OD caused by SARS-CoV-2 has a good overall recovery outcome. Headache, nasal congestion, and platelet count might be the specific predictors of the recovery from OF. ⁶³ A prospective study conducted in Belgium found that full recovery of OF in 79.5% of patients with COVID-19-induced anosmia was possible within 2 months. ⁶⁴ The OD severity correlated with olfactory loss duration and had a high predictive effect. ⁶⁴ An animal study showed that the OEs of SARS-CoV-2-infected golden Syrian hamsters were severely damaged at 3 days post-infection and gradually recovered at days 5 and 10 post-infection. ⁶⁵ COVID-19-induced anosmia is liable to be completely reversible. ⁶⁵

Two studies have investigated the recovery of the OF in COVID-19 patients with more than half a year of follow-up. A multicenter study from Europe showed that OD disappeared in 95% of patients 6 months after onset. ⁶⁶ A study from Italy investigated the recovery of smell in patients with COVID-19-induced anosmia by telephone interview 8 months following diagnosis and revealed that 91% of patients recovered their sense of smell, with 53% recovering fully. ⁶⁷ In addition, the study found that women and younger patients appeared to be more likely to regain OF. ⁶⁷

Hypothesis Theories

To resolve the topical issue, researchers have also proposed some hypotheses on the mechanism of COVID-19-induced anosmia.

> _DATA FOR ANALYSIS_:
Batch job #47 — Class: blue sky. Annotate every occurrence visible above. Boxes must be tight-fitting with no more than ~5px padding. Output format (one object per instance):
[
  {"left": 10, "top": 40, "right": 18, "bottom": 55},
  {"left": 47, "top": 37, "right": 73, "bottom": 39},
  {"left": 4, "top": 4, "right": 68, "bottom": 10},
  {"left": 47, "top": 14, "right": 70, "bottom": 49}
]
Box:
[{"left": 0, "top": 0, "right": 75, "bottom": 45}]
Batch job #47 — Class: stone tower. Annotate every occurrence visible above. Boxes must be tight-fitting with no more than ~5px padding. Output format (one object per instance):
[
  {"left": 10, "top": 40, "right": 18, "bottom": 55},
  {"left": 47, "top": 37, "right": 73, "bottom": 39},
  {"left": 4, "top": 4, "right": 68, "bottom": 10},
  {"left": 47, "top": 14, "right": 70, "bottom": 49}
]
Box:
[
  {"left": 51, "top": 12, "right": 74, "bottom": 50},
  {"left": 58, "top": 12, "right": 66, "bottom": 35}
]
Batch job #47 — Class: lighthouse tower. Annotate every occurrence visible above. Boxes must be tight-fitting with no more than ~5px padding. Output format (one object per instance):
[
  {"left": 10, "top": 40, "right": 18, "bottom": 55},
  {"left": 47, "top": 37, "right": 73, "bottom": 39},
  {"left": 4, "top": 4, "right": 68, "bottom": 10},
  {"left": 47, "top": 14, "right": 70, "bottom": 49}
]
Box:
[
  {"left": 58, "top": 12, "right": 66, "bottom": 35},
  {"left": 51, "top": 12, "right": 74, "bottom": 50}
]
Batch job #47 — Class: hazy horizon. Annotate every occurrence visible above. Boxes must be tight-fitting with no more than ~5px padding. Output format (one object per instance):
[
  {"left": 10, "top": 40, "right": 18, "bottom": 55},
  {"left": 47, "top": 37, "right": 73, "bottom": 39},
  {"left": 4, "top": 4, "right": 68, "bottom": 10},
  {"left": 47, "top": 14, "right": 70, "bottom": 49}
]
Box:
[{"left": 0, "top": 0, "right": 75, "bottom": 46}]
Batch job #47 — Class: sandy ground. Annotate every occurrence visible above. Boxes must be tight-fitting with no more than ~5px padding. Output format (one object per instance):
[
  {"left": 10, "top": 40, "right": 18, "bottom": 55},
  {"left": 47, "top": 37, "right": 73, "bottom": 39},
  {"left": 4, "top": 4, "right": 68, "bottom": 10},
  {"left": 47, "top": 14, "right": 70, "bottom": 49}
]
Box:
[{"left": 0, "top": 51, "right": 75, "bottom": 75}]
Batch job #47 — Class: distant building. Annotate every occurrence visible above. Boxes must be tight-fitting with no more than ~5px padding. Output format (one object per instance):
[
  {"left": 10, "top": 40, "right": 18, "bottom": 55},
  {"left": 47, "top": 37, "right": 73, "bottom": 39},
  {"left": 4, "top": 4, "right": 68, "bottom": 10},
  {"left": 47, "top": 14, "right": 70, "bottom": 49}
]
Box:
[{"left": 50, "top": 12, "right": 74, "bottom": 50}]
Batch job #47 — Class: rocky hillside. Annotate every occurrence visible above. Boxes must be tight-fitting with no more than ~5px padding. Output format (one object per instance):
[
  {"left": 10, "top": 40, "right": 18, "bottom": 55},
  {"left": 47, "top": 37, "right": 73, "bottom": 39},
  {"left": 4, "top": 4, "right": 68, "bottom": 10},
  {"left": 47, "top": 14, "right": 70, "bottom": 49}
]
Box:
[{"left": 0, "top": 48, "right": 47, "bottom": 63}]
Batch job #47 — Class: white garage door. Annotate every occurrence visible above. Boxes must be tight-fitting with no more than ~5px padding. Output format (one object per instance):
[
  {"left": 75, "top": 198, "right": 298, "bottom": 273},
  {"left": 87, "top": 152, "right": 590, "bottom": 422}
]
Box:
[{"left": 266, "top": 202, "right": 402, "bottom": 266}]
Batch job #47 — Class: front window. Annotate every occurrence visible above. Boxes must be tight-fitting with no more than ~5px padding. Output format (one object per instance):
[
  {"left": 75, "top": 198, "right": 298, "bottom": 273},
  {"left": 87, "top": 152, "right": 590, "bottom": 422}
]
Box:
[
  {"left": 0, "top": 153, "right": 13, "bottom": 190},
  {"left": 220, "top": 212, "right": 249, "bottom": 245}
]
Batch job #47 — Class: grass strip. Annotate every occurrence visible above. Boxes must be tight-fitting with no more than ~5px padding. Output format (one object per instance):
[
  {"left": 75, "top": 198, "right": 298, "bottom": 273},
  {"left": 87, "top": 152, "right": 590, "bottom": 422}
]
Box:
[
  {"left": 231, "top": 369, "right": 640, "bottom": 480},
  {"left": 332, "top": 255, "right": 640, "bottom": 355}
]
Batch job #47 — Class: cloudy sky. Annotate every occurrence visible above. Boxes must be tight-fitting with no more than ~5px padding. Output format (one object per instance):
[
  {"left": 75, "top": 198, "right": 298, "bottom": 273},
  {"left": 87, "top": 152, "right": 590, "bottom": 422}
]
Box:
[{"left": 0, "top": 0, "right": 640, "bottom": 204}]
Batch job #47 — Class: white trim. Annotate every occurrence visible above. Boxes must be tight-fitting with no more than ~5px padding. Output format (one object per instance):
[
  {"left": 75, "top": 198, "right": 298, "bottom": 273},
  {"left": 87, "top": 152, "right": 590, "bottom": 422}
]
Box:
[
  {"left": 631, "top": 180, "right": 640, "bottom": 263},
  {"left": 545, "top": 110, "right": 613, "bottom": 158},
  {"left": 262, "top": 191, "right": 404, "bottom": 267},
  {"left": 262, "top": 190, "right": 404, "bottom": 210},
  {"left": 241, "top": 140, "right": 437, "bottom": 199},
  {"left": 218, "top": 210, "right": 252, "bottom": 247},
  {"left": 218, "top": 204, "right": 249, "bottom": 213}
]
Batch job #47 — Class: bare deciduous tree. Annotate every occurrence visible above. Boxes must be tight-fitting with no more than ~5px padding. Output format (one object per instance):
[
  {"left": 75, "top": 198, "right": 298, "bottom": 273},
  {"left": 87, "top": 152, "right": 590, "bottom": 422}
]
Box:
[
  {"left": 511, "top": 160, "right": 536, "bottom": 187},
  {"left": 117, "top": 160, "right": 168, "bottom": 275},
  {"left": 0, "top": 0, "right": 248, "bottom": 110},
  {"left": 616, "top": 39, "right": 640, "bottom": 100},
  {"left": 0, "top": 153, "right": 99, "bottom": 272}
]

> _PROBLEM SET_:
• A. In the passage on COVID-19 smell loss, what percentage of patients in the study from Italy recovered their sense of smell 8 months after diagnosis?
• B. Please reproduce the passage on COVID-19 smell loss word for word, starting at "Two studies have" and ending at "of COVID-19-induced anosmia.".
• C. Carry the passage on COVID-19 smell loss further from its last sentence.
The material has no connection to the passage on COVID-19 smell loss.

> _ANSWERS TO THE TASKS_:
• A. 91% of patients recovered their sense of smell.

• B.
Two studies have investigated the recovery of the OF in COVID-19 patients with more than half a year of follow-up. A multicenter study from Europe showed that OD disappeared in 95% of patients 6 months after onset. ⁶⁶ A study from Italy investigated the recovery of smell in patients with COVID-19-induced anosmia by telephone interview 8 months following diagnosis and revealed that 91% of patients recovered their sense of smell, with 53% recovering fully. ⁶⁷ In addition, the study found that women and younger patients appeared to be more likely to regain OF. ⁶⁷

Hypothesis Theories

To resolve the topical issue, researchers have also proposed some hypotheses on the mechanism of COVID-19-induced anosmia.

• C.
Le Bon et al. hypothesized that COVID-19-induced anosmia might be triggered by olfactory receptor neurons cutting off the pathway of SARS-CoV-2 into the brain through immunomodulatory self-protection mechanisms. ⁶⁸ Being associated with anosmia, the e4 allele of apolipoprotein E (ApoE4)is a risk factor for future dementia. ⁶⁹ It is postulated that SARS-CoV-2 may be an increased risk factor for future dementia in COVID-19-induced anosmia patients with ApoE4. ⁶⁹ The study showed that the severity of ischemic heart failure is closely correlated with OD. ⁷⁰ Therefore, OD has been postulated as a predictive factor of myocardial injury in patients with COVID-19. ⁷¹ The swallowing mechanism of COVID-19 patients can also be adversely affected by functional defects in taste, smell, and pharyngeal sensation, making them more prone to dysphagia. ⁷²

It is essential to note that the above theories are hypotheses and have not been clinically or experimentally confirmed.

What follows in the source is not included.